Pick out every line in the listing below that contains the word "surface", and copy each one.

Data shown:
<<<<

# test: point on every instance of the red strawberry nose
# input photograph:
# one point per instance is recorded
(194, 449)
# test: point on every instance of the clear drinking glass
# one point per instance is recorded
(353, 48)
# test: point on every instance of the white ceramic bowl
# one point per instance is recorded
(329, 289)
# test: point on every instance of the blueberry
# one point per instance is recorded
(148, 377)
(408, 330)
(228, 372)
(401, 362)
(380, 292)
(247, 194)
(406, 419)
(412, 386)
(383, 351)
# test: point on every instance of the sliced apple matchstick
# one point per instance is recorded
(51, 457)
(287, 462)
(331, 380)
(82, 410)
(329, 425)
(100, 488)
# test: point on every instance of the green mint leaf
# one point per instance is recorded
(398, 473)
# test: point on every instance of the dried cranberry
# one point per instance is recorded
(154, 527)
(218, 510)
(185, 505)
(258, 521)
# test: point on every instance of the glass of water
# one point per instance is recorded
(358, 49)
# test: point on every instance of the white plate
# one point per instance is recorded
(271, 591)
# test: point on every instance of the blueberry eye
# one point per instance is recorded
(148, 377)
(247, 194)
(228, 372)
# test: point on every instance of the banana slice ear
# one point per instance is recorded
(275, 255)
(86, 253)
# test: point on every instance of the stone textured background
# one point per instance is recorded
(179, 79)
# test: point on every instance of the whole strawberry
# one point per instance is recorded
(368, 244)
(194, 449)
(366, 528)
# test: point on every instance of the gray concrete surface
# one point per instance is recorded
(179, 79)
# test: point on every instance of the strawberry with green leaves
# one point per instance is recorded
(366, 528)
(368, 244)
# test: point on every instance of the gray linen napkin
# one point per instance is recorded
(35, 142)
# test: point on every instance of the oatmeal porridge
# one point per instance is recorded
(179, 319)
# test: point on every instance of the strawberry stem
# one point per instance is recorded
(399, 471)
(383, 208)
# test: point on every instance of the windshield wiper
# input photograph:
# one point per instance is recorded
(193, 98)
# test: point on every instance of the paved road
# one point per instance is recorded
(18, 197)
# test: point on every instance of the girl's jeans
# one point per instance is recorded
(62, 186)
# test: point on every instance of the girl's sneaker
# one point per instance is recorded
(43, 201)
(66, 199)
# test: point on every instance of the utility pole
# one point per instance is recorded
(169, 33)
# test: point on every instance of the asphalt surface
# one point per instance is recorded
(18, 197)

>>>>
<<<<

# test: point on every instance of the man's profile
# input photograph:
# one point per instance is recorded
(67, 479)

>>>>
<<<<

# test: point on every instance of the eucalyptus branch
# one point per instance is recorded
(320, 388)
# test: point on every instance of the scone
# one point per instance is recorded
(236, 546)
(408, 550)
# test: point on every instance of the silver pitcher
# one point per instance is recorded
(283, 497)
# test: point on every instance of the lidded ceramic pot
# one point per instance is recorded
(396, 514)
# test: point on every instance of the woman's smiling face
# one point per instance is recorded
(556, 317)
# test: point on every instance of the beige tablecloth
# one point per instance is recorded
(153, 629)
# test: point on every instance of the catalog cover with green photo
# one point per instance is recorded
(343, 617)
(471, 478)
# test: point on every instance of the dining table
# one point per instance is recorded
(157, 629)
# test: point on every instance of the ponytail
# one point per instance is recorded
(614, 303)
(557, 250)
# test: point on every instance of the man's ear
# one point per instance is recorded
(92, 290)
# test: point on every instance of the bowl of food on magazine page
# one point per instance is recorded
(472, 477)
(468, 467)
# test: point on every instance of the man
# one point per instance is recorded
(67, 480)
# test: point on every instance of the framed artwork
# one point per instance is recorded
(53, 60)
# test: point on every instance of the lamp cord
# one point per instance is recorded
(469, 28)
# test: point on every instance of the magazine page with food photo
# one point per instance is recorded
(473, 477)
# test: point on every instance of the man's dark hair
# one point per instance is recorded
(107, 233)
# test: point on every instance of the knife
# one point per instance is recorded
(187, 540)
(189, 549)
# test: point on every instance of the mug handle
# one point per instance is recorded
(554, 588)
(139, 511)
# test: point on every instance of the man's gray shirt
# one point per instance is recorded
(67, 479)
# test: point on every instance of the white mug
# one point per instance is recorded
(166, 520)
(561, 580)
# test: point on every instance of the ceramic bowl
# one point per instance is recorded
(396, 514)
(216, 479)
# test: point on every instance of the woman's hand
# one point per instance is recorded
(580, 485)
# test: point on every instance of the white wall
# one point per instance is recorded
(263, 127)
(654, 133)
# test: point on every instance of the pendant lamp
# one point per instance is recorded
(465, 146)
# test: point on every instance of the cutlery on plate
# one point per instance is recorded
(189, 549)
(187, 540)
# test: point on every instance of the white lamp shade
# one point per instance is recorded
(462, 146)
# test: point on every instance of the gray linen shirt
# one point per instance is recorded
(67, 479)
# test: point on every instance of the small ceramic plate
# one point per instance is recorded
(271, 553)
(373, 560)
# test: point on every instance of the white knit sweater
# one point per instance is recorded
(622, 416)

>>>>

Written answer:
# test: point on every instance of the gray concrete surface
# test: point on every instance of the asphalt surface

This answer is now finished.